→ **Consignes**:
- A) Recopiez intégralement et à l'identique le texte sur le recrutement de talents dans l'assurance.
- B) Parmi les lignes de données, reproduisez à l'identique uniquement le passage qui commence par la ligne contenant « Mark the reflection » et s'achève sur la ligne contenant « Target: golden brown crust », ces deux lignes incluses. Laissez les images de côté dans votre réponse.

→ **Texte fourni**:

· · · ·

Enfin, il faut que les assureurs se disent qu’ils n’ont peut-être pas besoin que de CDI dans leur équipe, mais que leurs talents peuvent être en part-time, par exemple. La fidélité ce n’est pas uniquement d’avoir des gens qui sont dévoués h24 pour l’entreprise, c’est être capable de fidéliser des freelances, des indépendants, des prestataires de services, des consultants, etc. Finalement, ils font tout autant partie de la richesse de l’entreprise que des gens qui sont là en CDI ou sur des CDD renouvelé.
Dans quel domaine, selon vous, le secteur devrait il évoluer pour attirer ces nouveaux talents ?
Alexandre Rispal : De façon assez évidente, on se rend compte qu’aujourd’hui l’aspiration chez les 18-35 ans c’est de donner du sens à leur travail, d’avoir de la diversité intellectuelle dans les missions et d’avoir un rapport d’autonomie et de liberté par rapport à l’employeur.
Souvent, les assureurs vont avoir envie de CDI-iser leurs freelances pour les garder dans la durée. Ce qui va avoir potentiellement tendance à les faire fuir ou créer des pénuries, des tensions pendant plusieurs mois dans le recrutement.

· · · ·

→ **Données de l'exercice**:
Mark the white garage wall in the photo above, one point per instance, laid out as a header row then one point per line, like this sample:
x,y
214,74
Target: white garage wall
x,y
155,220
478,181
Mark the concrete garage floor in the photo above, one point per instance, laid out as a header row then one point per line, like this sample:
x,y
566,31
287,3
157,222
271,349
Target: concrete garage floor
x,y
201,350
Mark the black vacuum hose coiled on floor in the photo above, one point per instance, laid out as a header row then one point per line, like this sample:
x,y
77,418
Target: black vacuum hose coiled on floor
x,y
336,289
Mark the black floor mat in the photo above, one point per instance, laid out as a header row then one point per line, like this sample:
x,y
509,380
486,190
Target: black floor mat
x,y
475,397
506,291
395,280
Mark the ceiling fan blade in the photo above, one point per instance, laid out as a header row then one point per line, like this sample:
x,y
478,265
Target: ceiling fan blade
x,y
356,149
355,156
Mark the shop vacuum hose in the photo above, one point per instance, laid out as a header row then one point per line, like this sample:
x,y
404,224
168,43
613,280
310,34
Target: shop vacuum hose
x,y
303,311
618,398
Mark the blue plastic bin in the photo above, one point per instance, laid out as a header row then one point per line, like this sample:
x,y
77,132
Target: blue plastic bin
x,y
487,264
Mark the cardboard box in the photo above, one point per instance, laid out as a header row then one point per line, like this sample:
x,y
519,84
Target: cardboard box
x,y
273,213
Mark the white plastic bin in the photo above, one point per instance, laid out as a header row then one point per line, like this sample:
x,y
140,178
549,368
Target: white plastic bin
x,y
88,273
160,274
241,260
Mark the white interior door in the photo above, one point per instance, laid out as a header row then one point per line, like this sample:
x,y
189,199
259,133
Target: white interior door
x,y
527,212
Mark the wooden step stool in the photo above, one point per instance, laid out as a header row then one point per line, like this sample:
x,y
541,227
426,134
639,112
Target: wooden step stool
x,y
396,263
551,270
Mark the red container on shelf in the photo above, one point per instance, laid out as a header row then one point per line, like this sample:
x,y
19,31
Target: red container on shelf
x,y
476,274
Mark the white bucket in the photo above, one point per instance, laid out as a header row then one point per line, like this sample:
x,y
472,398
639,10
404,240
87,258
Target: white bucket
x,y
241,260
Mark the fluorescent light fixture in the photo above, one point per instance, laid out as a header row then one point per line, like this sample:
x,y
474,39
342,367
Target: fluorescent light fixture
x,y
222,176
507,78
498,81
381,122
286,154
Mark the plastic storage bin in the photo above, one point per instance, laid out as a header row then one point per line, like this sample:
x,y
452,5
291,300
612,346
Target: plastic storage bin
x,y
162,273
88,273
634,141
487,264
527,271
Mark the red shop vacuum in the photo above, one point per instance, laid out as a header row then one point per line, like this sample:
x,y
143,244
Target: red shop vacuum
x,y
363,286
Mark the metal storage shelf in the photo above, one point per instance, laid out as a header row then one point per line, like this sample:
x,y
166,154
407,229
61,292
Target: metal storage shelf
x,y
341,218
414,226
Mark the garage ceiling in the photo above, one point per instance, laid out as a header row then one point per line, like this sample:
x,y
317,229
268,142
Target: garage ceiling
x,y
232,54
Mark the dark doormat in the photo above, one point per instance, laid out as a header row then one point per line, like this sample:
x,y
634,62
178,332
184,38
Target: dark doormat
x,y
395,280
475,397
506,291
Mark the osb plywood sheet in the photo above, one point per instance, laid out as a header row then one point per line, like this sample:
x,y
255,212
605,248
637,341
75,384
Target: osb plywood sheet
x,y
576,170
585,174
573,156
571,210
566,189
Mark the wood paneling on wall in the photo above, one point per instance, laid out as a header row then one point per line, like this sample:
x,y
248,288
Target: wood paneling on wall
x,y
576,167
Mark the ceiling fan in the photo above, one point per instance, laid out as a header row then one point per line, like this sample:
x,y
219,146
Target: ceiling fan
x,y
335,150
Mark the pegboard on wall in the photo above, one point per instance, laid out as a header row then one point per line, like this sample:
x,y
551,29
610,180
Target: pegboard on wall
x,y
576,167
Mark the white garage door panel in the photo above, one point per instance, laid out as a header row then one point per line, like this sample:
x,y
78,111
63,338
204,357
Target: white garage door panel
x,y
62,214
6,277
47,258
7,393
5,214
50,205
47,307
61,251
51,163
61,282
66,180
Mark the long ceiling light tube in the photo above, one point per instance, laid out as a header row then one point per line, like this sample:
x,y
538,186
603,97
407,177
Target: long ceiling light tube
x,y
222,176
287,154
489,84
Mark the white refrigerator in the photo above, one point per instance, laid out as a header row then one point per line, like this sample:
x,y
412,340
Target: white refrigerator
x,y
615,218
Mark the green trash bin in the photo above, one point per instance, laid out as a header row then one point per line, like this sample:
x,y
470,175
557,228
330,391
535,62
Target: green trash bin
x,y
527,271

· · · ·

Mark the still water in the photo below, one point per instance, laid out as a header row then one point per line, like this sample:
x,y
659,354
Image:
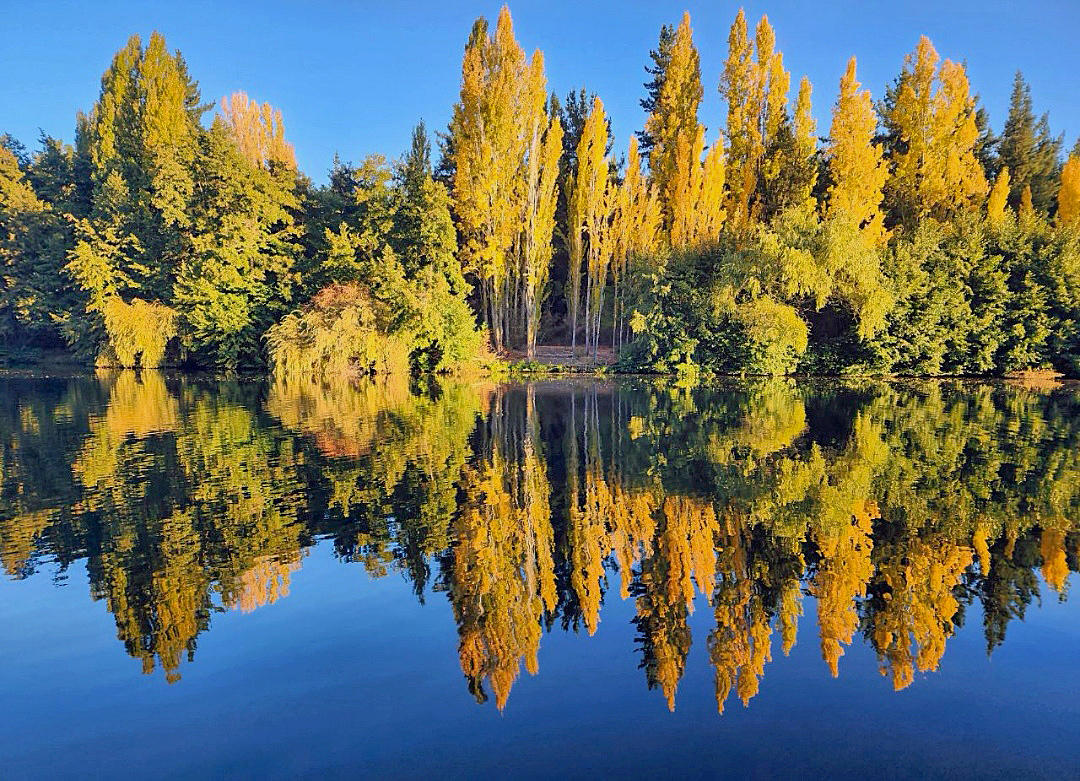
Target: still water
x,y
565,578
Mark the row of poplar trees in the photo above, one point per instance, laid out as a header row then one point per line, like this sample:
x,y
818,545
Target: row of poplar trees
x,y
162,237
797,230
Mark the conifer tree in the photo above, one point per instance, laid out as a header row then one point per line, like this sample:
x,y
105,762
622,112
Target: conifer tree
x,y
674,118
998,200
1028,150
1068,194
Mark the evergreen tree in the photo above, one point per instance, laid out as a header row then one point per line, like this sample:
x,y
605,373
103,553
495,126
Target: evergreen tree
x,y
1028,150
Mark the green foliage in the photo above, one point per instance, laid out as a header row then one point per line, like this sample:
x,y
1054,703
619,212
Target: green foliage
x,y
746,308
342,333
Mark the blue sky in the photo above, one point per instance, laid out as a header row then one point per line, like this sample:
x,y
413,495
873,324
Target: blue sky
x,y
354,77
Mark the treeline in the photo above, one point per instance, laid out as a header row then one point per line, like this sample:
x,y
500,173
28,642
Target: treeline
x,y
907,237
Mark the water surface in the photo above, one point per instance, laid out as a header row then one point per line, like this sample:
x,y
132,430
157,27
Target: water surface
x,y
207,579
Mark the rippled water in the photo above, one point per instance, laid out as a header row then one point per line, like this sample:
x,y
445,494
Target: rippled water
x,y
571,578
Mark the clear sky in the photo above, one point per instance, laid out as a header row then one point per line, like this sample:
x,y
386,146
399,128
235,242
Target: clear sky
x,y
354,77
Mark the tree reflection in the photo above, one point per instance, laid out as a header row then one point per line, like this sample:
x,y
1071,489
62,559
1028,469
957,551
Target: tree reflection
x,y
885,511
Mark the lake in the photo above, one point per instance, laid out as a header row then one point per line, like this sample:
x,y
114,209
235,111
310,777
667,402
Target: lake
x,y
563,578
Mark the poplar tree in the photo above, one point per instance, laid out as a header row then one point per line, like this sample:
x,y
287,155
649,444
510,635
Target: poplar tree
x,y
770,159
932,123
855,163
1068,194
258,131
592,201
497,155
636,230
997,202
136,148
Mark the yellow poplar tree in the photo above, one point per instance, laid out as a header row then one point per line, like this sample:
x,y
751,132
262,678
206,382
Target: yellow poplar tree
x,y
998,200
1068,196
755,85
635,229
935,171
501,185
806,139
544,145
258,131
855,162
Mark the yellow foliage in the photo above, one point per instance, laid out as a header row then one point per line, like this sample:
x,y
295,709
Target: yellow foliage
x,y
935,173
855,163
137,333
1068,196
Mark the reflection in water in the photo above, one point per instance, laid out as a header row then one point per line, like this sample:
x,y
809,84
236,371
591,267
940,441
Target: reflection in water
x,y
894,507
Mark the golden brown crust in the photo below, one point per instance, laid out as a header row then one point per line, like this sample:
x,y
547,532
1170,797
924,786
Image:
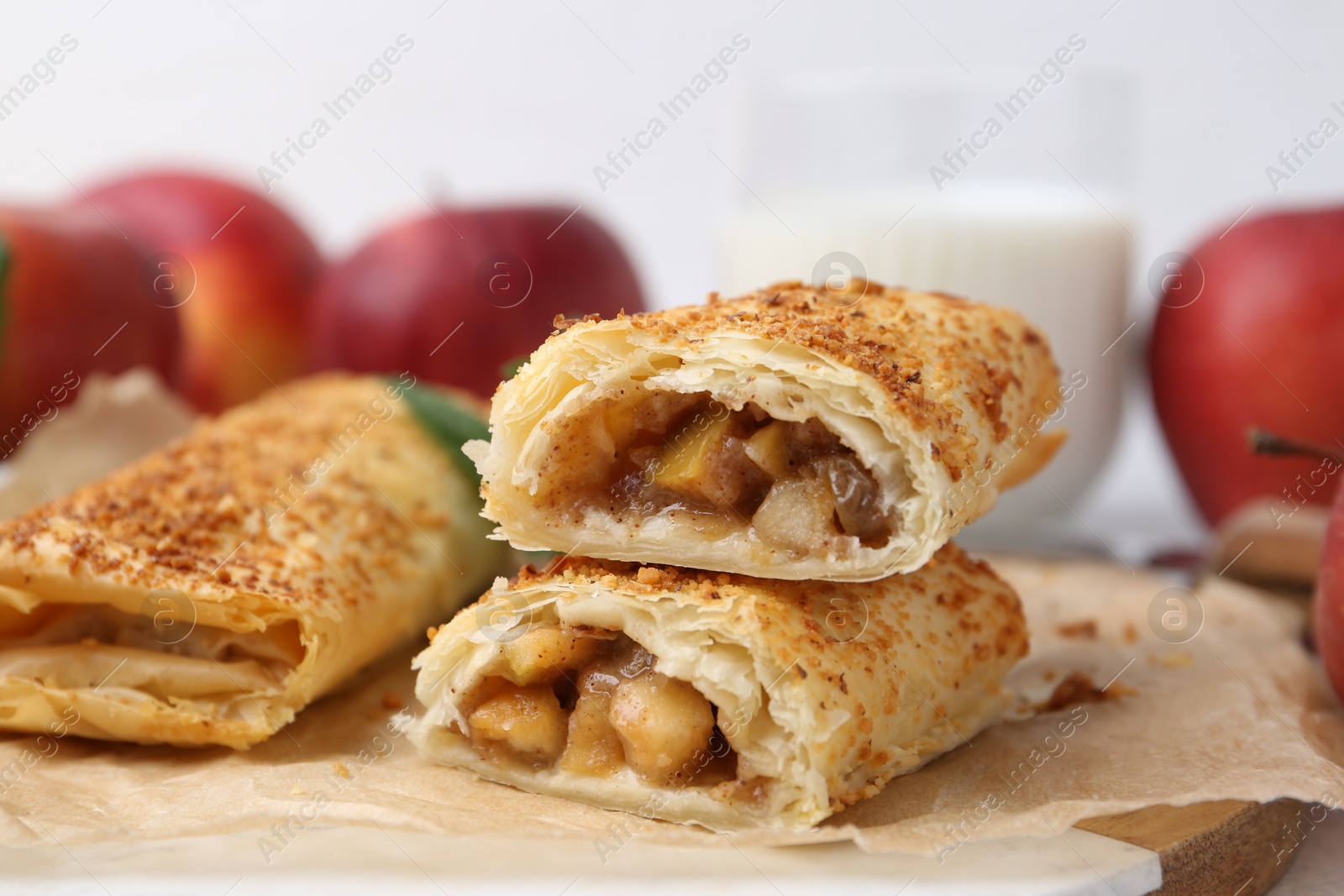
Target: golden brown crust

· · · ·

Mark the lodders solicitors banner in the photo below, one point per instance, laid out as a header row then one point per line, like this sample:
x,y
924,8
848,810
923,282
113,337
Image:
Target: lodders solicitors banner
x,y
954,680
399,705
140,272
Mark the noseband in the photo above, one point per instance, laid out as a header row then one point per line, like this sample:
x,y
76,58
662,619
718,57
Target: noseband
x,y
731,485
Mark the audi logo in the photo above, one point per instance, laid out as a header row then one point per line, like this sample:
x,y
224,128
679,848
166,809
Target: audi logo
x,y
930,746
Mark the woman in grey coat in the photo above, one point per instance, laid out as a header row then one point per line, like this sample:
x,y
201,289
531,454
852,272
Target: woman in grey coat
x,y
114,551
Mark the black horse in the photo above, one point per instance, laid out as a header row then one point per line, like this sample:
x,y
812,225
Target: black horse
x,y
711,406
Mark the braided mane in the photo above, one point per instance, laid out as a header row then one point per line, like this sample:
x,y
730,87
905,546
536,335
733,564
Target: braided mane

· · · ·

→ **Résultats**:
- A)
Enfin, il faut que les assureurs se disent qu’ils n’ont peut-être pas besoin que de CDI dans leur équipe, mais que leurs talents peuvent être en part-time, par exemple. La fidélité ce n’est pas uniquement d’avoir des gens qui sont dévoués h24 pour l’entreprise, c’est être capable de fidéliser des freelances, des indépendants, des prestataires de services, des consultants, etc. Finalement, ils font tout autant partie de la richesse de l’entreprise que des gens qui sont là en CDI ou sur des CDD renouvelé.
Dans quel domaine, selon vous, le secteur devrait il évoluer pour attirer ces nouveaux talents ?
Alexandre Rispal : De façon assez évidente, on se rend compte qu’aujourd’hui l’aspiration chez les 18-35 ans c’est de donner du sens à leur travail, d’avoir de la diversité intellectuelle dans les missions et d’avoir un rapport d’autonomie et de liberté par rapport à l’employeur.
Souvent, les assureurs vont avoir envie de CDI-iser leurs freelances pour les garder dans la durée. Ce qui va avoir potentiellement tendance à les faire fuir ou créer des pénuries, des tensions pendant plusieurs mois dans le recrutement.

- B)
Mark the reflection in water in the photo above, one point per instance, laid out as a header row then one point per line, like this sample:
x,y
809,84
236,371
591,267
940,441
Target: reflection in water
x,y
894,507
Mark the golden brown crust in the photo below, one point per instance, laid out as a header row then one point per line, like this sample:
x,y
547,532
1170,797
924,786
Image:
Target: golden brown crust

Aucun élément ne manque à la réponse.